**Task objective:**
The data below is to be retyped exactly, line by line.

**Data to process:**
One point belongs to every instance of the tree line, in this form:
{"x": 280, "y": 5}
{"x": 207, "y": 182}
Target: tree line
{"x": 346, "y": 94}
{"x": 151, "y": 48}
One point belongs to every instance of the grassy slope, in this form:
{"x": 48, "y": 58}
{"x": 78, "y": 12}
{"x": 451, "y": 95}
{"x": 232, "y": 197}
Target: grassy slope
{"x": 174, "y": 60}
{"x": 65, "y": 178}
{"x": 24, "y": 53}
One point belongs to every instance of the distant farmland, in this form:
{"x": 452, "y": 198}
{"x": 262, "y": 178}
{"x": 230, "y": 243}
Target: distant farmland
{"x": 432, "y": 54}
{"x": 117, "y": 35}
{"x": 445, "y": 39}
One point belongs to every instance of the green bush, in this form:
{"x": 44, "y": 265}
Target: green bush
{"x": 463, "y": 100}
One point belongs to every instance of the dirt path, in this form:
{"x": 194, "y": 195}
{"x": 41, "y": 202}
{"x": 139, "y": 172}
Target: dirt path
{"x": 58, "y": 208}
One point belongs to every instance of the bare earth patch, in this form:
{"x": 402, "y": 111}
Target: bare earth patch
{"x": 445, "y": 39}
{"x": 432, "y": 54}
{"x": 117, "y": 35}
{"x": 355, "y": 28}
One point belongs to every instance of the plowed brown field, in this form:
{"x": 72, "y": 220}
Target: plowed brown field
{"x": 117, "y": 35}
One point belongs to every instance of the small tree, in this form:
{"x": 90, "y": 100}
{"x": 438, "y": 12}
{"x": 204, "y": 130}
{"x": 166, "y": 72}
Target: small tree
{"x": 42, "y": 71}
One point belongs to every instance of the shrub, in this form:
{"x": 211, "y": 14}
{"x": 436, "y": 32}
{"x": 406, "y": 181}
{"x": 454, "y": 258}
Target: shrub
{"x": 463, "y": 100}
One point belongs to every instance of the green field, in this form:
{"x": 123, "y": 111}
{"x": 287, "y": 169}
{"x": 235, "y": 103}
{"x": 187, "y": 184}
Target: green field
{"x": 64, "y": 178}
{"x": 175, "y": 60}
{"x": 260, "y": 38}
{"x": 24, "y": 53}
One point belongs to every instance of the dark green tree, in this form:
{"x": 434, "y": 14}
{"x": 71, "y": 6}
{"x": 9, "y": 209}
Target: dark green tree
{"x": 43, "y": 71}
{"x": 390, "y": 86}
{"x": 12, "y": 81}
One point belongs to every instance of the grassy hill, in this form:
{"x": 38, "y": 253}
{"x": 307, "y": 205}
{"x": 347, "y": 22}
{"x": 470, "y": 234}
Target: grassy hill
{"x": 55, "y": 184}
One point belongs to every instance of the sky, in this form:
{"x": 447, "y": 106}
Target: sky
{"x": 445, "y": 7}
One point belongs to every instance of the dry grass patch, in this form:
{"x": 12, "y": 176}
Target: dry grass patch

**Response for this exercise:**
One point belongs to every instance of the tree line, in this form:
{"x": 280, "y": 5}
{"x": 207, "y": 182}
Target: tree line
{"x": 346, "y": 94}
{"x": 151, "y": 48}
One point belongs to every instance of the grassy slope, in this form:
{"x": 48, "y": 58}
{"x": 78, "y": 12}
{"x": 451, "y": 95}
{"x": 232, "y": 197}
Target: grassy slope
{"x": 174, "y": 60}
{"x": 65, "y": 178}
{"x": 24, "y": 53}
One point belongs to every instance of the distant farmland, in this form:
{"x": 452, "y": 198}
{"x": 262, "y": 178}
{"x": 230, "y": 243}
Target: distant farmland
{"x": 432, "y": 54}
{"x": 117, "y": 35}
{"x": 445, "y": 39}
One point belongs to every instance of the green bush, in this form:
{"x": 44, "y": 265}
Target: green bush
{"x": 463, "y": 100}
One point belongs to every instance of the dirt path, in this form:
{"x": 194, "y": 195}
{"x": 41, "y": 202}
{"x": 139, "y": 172}
Target: dirt path
{"x": 58, "y": 208}
One point belongs to every instance of the bare earth patch, in this form:
{"x": 402, "y": 111}
Target: bare earth patch
{"x": 445, "y": 39}
{"x": 432, "y": 54}
{"x": 117, "y": 35}
{"x": 355, "y": 28}
One point belongs to every instance of the plowed brown field, in this form:
{"x": 72, "y": 220}
Target: plowed brown field
{"x": 117, "y": 35}
One point belongs to every instance of the small tree, in this form:
{"x": 90, "y": 100}
{"x": 438, "y": 12}
{"x": 204, "y": 130}
{"x": 166, "y": 72}
Target: small tree
{"x": 42, "y": 71}
One point belongs to every instance of the shrub, in this form:
{"x": 211, "y": 14}
{"x": 436, "y": 32}
{"x": 406, "y": 181}
{"x": 454, "y": 258}
Target: shrub
{"x": 463, "y": 100}
One point belongs to every instance of the green field, in this form:
{"x": 123, "y": 111}
{"x": 287, "y": 169}
{"x": 235, "y": 103}
{"x": 187, "y": 184}
Target: green field
{"x": 64, "y": 178}
{"x": 175, "y": 60}
{"x": 260, "y": 38}
{"x": 24, "y": 53}
One point belongs to every instance of the dark green tree, in this form:
{"x": 434, "y": 14}
{"x": 71, "y": 6}
{"x": 9, "y": 209}
Target: dark green tree
{"x": 43, "y": 71}
{"x": 390, "y": 86}
{"x": 12, "y": 81}
One point belongs to every instance of the grassy hill, in this form:
{"x": 38, "y": 253}
{"x": 307, "y": 205}
{"x": 347, "y": 22}
{"x": 470, "y": 234}
Target: grassy hill
{"x": 55, "y": 184}
One point belongs to every instance of the sky, in this form:
{"x": 447, "y": 106}
Target: sky
{"x": 445, "y": 7}
One point belongs to every instance of the dry grass patch, in this form:
{"x": 12, "y": 176}
Target: dry grass patch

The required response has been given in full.